Quote the data word for word, starting with the line that contains "Q: What bounding box encloses the white flag" and going on through the final line of the data, with both of those lines included.

MATERIAL PROVIDED:

□ □ □ □

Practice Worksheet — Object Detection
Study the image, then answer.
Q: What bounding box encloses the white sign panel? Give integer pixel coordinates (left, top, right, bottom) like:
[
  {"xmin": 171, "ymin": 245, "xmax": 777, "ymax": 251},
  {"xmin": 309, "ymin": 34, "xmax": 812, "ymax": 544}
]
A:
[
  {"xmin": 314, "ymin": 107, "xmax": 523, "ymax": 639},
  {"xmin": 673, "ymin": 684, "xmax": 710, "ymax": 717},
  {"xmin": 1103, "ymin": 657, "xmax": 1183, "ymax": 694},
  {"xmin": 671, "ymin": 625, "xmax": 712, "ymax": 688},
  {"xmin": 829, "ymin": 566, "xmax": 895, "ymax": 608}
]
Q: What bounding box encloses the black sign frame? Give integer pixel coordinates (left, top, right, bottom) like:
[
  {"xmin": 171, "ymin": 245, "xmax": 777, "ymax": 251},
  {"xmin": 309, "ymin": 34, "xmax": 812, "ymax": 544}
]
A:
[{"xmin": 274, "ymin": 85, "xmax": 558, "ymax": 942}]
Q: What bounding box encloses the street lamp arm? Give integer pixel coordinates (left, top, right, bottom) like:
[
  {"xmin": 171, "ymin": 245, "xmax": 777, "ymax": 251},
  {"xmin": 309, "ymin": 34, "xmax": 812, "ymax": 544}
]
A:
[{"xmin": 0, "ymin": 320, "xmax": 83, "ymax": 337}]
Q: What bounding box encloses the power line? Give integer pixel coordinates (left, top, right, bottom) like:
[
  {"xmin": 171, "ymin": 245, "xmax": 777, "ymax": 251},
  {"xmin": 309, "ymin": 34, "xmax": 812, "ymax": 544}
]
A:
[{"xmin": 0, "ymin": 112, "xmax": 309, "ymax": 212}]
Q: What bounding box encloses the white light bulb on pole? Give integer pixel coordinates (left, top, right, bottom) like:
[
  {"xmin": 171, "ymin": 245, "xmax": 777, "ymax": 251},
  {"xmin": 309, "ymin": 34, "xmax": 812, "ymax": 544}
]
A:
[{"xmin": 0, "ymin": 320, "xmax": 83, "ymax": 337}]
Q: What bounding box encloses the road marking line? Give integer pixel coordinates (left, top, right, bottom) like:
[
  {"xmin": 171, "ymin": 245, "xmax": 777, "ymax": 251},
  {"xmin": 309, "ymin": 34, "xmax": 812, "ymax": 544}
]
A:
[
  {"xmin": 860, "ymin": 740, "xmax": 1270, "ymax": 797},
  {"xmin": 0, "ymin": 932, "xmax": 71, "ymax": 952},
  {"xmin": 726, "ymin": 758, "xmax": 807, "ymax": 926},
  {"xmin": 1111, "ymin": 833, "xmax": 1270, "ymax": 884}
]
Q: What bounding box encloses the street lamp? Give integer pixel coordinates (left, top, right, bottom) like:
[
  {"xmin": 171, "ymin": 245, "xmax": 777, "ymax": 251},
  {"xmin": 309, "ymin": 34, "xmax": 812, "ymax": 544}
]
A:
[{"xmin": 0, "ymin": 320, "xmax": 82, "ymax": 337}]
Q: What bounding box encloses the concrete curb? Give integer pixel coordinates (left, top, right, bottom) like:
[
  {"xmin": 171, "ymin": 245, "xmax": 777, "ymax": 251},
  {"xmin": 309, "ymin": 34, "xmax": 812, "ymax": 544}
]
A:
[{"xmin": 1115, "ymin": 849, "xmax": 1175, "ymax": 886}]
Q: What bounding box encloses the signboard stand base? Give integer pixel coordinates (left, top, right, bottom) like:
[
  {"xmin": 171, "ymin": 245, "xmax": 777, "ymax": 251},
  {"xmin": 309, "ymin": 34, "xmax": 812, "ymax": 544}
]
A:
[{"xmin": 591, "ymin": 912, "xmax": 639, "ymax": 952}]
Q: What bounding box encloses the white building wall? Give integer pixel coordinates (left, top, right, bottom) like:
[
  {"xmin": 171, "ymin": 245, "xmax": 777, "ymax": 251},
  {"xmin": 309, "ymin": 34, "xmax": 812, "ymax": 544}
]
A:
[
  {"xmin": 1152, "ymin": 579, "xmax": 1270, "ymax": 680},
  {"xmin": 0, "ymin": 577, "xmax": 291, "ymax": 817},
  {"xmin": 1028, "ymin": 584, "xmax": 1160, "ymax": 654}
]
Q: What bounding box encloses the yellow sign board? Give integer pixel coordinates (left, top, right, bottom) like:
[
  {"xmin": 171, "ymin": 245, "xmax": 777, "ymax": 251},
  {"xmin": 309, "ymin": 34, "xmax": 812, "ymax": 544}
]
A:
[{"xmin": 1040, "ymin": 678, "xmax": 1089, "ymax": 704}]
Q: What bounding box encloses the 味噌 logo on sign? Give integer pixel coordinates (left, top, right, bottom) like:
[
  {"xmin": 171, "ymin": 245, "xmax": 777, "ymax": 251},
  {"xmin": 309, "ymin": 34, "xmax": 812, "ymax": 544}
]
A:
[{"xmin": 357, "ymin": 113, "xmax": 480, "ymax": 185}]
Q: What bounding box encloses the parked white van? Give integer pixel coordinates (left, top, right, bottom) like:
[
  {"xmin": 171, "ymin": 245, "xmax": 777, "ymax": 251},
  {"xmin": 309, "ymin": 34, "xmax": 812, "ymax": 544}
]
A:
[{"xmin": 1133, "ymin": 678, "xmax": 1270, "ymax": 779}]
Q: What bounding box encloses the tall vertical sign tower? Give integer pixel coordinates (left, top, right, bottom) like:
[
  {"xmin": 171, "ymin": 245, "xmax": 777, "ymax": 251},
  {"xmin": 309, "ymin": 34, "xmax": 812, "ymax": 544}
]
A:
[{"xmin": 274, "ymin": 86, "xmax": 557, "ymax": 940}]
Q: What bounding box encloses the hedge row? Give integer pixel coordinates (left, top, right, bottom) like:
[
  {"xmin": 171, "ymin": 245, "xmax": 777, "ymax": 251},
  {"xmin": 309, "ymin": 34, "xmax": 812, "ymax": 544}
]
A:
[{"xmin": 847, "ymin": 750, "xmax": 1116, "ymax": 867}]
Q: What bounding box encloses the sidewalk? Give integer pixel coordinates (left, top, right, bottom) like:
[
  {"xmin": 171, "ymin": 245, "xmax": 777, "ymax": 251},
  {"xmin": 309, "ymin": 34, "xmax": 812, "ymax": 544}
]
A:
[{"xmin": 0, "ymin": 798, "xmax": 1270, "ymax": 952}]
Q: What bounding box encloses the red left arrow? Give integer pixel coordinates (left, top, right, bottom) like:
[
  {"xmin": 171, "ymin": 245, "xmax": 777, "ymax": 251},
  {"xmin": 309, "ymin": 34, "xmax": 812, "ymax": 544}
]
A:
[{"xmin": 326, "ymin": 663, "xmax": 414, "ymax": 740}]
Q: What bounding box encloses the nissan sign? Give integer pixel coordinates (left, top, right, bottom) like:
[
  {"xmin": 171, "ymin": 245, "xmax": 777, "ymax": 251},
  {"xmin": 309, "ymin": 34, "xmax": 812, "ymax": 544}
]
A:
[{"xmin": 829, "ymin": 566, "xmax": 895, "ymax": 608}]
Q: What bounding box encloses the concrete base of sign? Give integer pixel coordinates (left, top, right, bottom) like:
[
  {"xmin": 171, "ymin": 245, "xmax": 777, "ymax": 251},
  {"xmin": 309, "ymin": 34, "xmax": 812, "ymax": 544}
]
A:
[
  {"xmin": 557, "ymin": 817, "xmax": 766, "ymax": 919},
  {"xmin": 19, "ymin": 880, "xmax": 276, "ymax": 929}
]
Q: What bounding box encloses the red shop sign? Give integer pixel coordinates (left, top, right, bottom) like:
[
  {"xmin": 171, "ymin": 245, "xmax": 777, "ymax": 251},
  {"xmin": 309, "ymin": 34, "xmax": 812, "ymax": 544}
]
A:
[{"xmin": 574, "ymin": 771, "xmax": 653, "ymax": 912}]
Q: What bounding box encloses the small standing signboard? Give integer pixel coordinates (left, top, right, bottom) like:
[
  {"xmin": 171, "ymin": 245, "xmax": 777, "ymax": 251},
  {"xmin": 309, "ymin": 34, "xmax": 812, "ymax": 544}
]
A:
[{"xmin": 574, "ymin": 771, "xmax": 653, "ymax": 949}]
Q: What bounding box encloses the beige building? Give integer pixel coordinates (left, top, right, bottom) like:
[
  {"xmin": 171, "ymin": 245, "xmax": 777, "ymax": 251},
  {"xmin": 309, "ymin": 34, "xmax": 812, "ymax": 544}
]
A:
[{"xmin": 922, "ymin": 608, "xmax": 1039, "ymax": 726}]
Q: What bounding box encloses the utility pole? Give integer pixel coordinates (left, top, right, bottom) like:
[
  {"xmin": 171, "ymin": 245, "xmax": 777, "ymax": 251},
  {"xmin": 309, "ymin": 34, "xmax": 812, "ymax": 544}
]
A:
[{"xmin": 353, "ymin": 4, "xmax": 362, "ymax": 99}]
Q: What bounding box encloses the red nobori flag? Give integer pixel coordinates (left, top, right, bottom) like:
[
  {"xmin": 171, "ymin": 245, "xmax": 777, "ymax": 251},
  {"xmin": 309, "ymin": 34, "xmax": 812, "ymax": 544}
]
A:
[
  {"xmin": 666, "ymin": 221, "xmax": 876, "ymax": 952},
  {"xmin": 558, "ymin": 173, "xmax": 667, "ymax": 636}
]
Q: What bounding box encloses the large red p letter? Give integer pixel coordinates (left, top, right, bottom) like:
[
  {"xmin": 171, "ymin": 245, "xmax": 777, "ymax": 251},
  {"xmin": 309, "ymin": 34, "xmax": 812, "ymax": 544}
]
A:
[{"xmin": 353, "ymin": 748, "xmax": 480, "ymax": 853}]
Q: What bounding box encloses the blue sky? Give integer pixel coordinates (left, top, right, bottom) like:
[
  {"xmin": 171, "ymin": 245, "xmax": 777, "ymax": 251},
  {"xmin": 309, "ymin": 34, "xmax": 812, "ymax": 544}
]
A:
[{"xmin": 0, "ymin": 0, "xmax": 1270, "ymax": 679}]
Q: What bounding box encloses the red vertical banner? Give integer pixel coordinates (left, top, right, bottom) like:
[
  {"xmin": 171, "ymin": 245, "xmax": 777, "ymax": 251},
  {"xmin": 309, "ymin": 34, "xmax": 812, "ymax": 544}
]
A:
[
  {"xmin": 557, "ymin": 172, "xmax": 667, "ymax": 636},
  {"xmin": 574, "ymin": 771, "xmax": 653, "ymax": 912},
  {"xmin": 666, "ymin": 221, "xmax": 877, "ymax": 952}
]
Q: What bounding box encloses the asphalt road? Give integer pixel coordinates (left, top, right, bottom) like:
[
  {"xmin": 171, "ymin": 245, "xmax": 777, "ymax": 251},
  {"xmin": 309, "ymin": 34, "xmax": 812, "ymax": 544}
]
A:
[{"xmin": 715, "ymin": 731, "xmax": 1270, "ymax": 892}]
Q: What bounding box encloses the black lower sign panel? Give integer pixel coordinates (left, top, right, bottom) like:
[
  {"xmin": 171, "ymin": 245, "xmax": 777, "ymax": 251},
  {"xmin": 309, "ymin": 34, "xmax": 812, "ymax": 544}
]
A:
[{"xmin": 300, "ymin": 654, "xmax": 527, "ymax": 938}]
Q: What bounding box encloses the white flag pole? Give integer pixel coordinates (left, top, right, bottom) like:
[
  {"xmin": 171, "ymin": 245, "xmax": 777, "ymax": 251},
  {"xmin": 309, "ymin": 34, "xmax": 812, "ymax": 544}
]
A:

□ □ □ □

SOLUTION TO THIS PROBLEM:
Q: What bounding box encloses the white flag pole? Give integer pixel coordinates (left, top, right, bottom) like:
[
  {"xmin": 171, "ymin": 245, "xmax": 777, "ymax": 251},
  {"xmin": 309, "ymin": 34, "xmax": 812, "ymax": 544}
]
A:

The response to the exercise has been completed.